Copy the passage from the account of the Fall Creek Falls rescue word for word, between "As I shook hands" and "that eventful day.", inclusive.

* _Document excerpt_:
'''

As I shook hands with the gentleman in front of me, I keenly noted his firm hand grasp, wide smile, and clear Southern accent. While talking and laughing together, it was hard to believe this was the same man I'd seen just two weeks prior. Two weeks... My mind wandered back to that eventful day.
It was a gorgeous autumn morning at Fall Creek Falls. We had just finished our worship service during Apison SDA's annual church campout. As the weather slipped from crisp morning to blistering afternoon, I headed to my car to change into something more weather appropriate. My friend Jonathon Duman, who was still with his wife Elizabeth at the main campsite, happened to see cars stopping along the road that curved past and decided to investigate. Looking down over the hill he could see a bicyclist lying in the middle of the lane. "Someone must have hit him!" he immediately thought. He ran down to where a group of people were standing around the bike. "I'm an ER nurse, what can I do to help?" He took a quick visual note of the scene. The man lying on the pavement was ashen gray and struggling for breaths. He looked to be middle aged, decked out with pro biking gear complete with a helmet. His bicycle was lying close by. "We just drove up on him like this; man I'm so glad to see you!" one of the bystanders exclaimed. Jonathon quickly knelt down and felt for a pulse. Nothing. Immediately he pulled off the man's shirt and began CPR. His wife soon joined him as others pressed in to see what was going on. “1 – 2 – 3 – 4 – 5…” they counted rhythmically while continuing compressions. Five minutes pass, still no pulse. They continue compressions, praying with each stroke that their efforts would keep the blood moving. Somehow. Someway. Ten minutes seem like ten hours as the cycle continues, 100 compressions a minute, deep, constant. Jonathon tries not to think of the last time he performed CPR, just a couple days ago. As an ER nurse, codes are common but often don’t end well. “Please God, bring his heart back to life!” “1 – 2 – 3 – 4 – 5 – 6 – 7…” “Can anybody else do compressions?” Elizabeth could feel her arms begin to weaken. Instantly people sprang forward from the crowd of onlookers. A retired ER nurse. Church members. An Erlanger nurse who happened to be driving by also jumped in to help keep the compressions going.
Meanwhile, church members at the campsite had a special prayer meeting. They knew how grave the situation was and interceded with God on his behalf. A siren pierced the organized chaos down on the road as a park ranger truck pulled up to the scene. Quickly he unloaded an AED and connected the pads. Everyone backed away as it methodically scanned the heart rhythm. “Shock advised. Stand clear of the patient,” the familiar words ordered. A powerful shock was administered and CPR was resumed. “His color is looking better,” someone remarked. Feeling for a pulse, Jonathon could feel a strong thumping in his carotid artery. “He’s got a pulse guys. He’s got a pulse!” After fifteen minutes of CPR and one AED shock, he now had a pulse and was beginning to breathe on his own. Another siren filled the air as the volunteer fire department arrived, quickly putting him on oxygen and starting an IV in his right arm. Minutes later the ambulance arrived and a quick report was given to the EMTs as they log rolled him onto the backboard. Driving him a few miles down the road, the ambulance met a LifeForce helicopter which airlifted him to Erlanger Heath System.
Fast forward two weeks. Having learned of his miraculous rescue through family and friends at the hospital, John and his wife Gale were finally able to track down the people who helped rescue him. They wanted to thank them in person. So here they were, visiting our church as alive and healthy as ever. I was in awe as we talked about how many circumstances played out so perfectly to make this miracle a reality. Having the heart attack right next to our campsite not only gave him close proximity to several nurses and doctors, but also a bicycle shop owner who was able to find contact info from the registration on the bike. There were several places he could have ridden in the state park where he’d have lain without medical aid for several minutes. Tears of thankfulness and joy were on every face as rescued and rescuers thanked God for His endless mercies and intervention.
P. S. I received express permission from John and Gale Blount before posting these pictures and story. I'm extremely proud of my friends for their heroic work but they want people to know it was a group effort with many people involved and ultimately God is responsible for this rescue.

'''

* _Records provided_:
'''

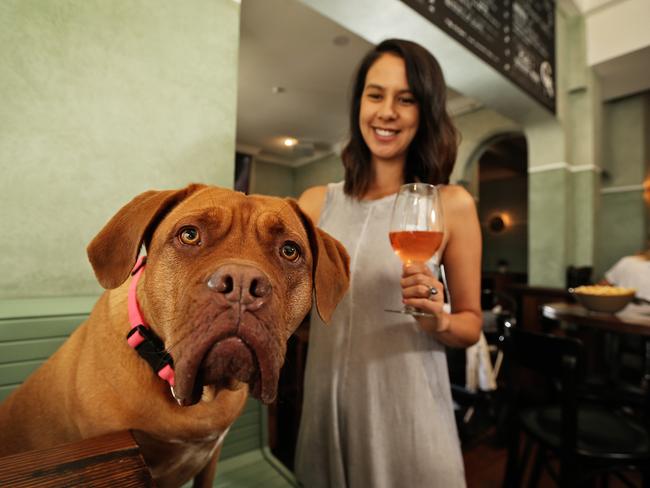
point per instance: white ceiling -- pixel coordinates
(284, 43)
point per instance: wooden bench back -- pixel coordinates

'''
'''

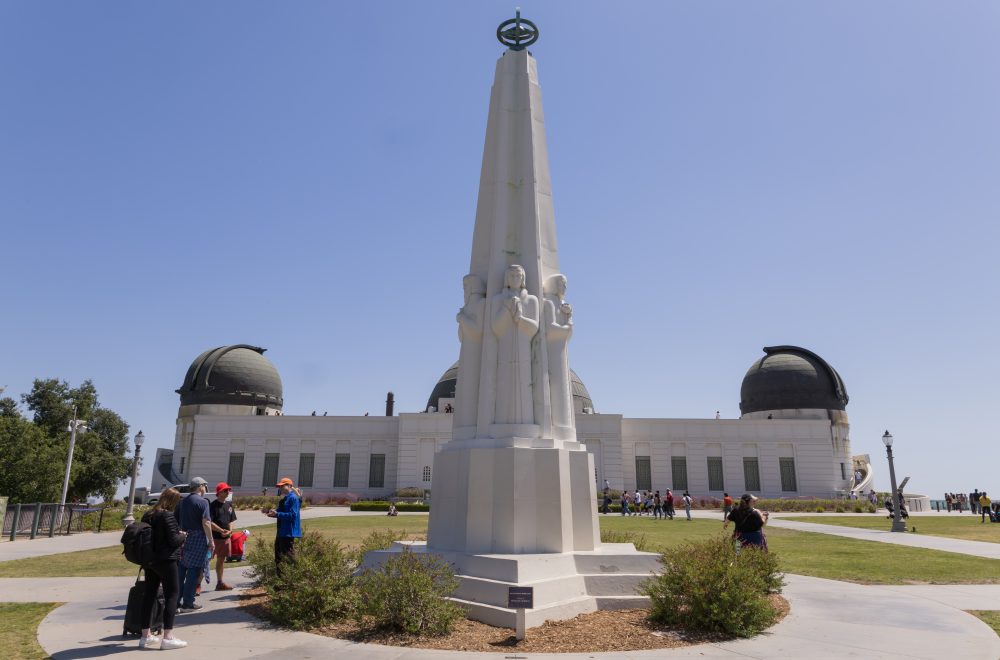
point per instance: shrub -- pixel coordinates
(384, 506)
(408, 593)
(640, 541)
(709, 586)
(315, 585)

'''
'''

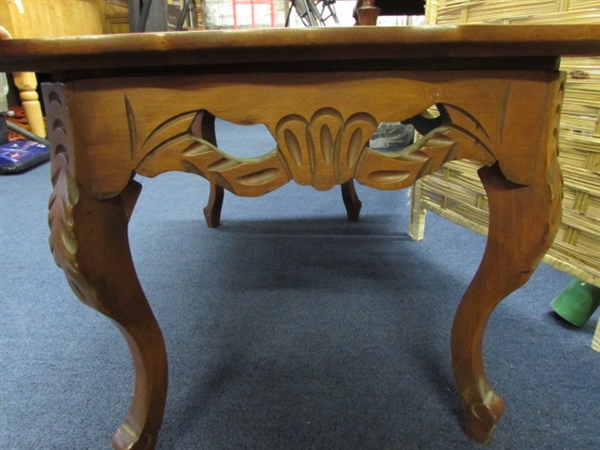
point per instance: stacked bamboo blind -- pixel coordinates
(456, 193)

'''

* _Answer below_:
As I shook hands with the gentleman in front of me, I keenly noted his firm hand grasp, wide smile, and clear Southern accent. While talking and laughing together, it was hard to believe this was the same man I'd seen just two weeks prior. Two weeks... My mind wandered back to that eventful day.